Copy the items from the line containing "[mark] the cabinet" through the end of the items, replacing "cabinet door" with "cupboard door" and changing nothing else.

-- -- --

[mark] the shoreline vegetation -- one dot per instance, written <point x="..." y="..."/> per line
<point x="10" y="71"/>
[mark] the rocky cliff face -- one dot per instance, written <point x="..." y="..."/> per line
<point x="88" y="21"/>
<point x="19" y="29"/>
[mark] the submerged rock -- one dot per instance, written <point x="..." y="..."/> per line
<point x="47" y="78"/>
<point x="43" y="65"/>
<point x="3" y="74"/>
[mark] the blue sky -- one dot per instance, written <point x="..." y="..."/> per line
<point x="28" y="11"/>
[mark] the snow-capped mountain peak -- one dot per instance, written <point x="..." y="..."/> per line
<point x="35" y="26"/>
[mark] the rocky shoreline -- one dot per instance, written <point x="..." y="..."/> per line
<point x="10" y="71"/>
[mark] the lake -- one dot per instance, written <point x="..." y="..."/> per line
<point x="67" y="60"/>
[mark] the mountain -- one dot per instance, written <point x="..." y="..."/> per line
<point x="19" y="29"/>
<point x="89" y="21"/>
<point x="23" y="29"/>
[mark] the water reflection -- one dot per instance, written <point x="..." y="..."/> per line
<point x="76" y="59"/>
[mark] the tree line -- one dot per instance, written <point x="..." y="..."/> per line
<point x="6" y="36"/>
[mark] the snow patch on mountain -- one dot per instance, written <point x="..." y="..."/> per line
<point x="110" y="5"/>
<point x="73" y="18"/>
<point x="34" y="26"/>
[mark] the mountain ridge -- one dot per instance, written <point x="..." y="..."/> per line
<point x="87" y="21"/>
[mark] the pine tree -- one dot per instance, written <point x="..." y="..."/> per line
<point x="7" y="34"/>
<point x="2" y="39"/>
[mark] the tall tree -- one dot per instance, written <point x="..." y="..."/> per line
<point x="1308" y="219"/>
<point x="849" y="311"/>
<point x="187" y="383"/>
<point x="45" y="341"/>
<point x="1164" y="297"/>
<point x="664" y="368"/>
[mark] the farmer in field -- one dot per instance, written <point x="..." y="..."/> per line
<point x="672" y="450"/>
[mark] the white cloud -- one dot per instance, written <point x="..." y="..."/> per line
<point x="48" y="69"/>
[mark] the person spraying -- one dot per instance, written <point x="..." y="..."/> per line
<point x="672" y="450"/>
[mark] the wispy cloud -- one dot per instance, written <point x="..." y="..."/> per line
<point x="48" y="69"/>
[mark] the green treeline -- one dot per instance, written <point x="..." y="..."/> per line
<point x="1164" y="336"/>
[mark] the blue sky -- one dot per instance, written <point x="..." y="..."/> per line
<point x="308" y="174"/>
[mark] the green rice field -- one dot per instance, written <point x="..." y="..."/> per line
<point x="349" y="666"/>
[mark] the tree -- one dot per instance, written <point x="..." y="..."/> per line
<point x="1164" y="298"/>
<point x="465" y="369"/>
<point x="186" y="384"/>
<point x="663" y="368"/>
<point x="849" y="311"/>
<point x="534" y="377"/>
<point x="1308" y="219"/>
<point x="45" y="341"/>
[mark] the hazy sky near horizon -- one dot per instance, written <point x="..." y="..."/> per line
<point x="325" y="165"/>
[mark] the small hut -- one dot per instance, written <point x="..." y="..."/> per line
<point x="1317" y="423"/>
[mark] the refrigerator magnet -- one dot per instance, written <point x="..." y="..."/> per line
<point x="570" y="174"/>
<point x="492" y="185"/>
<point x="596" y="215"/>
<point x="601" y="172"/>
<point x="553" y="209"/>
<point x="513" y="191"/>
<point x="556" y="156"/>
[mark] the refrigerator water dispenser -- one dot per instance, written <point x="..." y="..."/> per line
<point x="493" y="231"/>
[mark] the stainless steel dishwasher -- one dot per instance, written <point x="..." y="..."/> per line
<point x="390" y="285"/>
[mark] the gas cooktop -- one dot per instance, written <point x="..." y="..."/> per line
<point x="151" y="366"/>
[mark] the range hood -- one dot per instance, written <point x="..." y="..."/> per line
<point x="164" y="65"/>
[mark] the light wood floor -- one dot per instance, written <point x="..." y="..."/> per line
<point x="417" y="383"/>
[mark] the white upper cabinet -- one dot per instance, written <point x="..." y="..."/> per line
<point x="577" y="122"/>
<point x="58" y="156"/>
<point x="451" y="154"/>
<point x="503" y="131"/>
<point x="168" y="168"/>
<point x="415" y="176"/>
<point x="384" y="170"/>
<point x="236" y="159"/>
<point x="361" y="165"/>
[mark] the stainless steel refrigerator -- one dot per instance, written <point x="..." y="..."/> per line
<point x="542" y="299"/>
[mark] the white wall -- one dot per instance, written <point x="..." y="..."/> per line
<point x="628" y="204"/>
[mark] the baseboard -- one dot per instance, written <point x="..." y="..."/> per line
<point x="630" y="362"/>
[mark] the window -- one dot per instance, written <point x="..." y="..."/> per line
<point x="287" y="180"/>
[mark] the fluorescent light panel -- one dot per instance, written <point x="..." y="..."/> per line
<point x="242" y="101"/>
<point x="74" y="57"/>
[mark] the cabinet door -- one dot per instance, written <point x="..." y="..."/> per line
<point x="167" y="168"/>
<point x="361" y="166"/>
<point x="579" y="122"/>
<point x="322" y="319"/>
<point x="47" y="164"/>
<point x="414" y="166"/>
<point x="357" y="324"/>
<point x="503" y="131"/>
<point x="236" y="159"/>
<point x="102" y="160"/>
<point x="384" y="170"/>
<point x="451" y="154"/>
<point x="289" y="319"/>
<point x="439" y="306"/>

-- -- --

→ Response
[mark] the cupboard door -- one dot per instance, written <point x="..." y="..."/> per line
<point x="167" y="168"/>
<point x="361" y="166"/>
<point x="579" y="122"/>
<point x="322" y="319"/>
<point x="47" y="164"/>
<point x="414" y="166"/>
<point x="357" y="324"/>
<point x="503" y="131"/>
<point x="236" y="159"/>
<point x="102" y="160"/>
<point x="384" y="170"/>
<point x="451" y="154"/>
<point x="289" y="319"/>
<point x="439" y="306"/>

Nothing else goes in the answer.